▸ **Goal of the exercise**
Put every line of the data below into a JSON list of strings, one string per line, leaving out blank lines.

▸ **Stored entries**
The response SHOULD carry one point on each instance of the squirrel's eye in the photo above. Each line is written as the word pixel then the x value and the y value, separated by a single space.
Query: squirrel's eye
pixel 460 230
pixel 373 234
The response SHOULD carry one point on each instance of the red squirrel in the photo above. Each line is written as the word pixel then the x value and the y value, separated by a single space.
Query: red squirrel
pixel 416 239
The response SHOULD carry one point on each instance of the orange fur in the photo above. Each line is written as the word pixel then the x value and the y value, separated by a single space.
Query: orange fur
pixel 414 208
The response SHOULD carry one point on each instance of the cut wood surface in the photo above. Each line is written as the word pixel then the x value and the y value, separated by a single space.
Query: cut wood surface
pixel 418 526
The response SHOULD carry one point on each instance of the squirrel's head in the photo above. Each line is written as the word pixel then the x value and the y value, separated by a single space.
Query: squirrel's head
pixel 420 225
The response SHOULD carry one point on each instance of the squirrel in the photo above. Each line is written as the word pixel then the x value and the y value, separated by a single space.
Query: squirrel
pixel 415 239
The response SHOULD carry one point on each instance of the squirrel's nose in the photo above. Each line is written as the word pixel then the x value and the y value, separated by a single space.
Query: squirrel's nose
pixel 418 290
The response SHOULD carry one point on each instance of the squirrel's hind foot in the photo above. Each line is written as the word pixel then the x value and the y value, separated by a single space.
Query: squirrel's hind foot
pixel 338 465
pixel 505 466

▸ **Solution for this problem**
[
  "The response SHOULD carry one point on each instance of the squirrel's eye in the photo above. Each line is written as the word pixel then the x value and the y value, separated by a single space.",
  "Query: squirrel's eye",
  "pixel 460 230",
  "pixel 373 234",
  "The response SHOULD carry one point on each instance of the red squirrel in the photo above. Each line is written as the word pixel then the x value and the y value, separated by a single space.",
  "Query: red squirrel",
  "pixel 416 239",
  "The response SHOULD carry one point on each instance of the orange fur in the photo above. Each line is written as the word pixel then the x value and the y value, separated by a single space.",
  "Query: orange fur",
  "pixel 414 208",
  "The response SHOULD carry one point on each instance of the cut wood surface in the photo above. Each line is written as the word pixel then the x value and the y value, separated by a single space.",
  "Query: cut wood surface",
  "pixel 418 526",
  "The response SHOULD carry one point on each instance of the squirrel's head in the photo above. Each line is written as the word pixel then the x value and the y value, separated by a single space.",
  "Query: squirrel's head",
  "pixel 420 225",
  "The response SHOULD carry one point on each instance of the squirrel in the photo above. Each line is written as the word pixel then the x value and the y value, separated by a single space.",
  "Query: squirrel",
  "pixel 415 239",
  "The response SHOULD carry one point on each instance of the squirrel's nose in the photo above. Each line is written as the word pixel then the x value and the y value, separated by a single space.",
  "Query: squirrel's nose",
  "pixel 418 290",
  "The response SHOULD carry one point on each instance of the squirrel's hind foot in the photo above. Each line is written as the word pixel then the x value and the y value, separated by a single space.",
  "Query: squirrel's hind foot",
  "pixel 338 465",
  "pixel 505 466"
]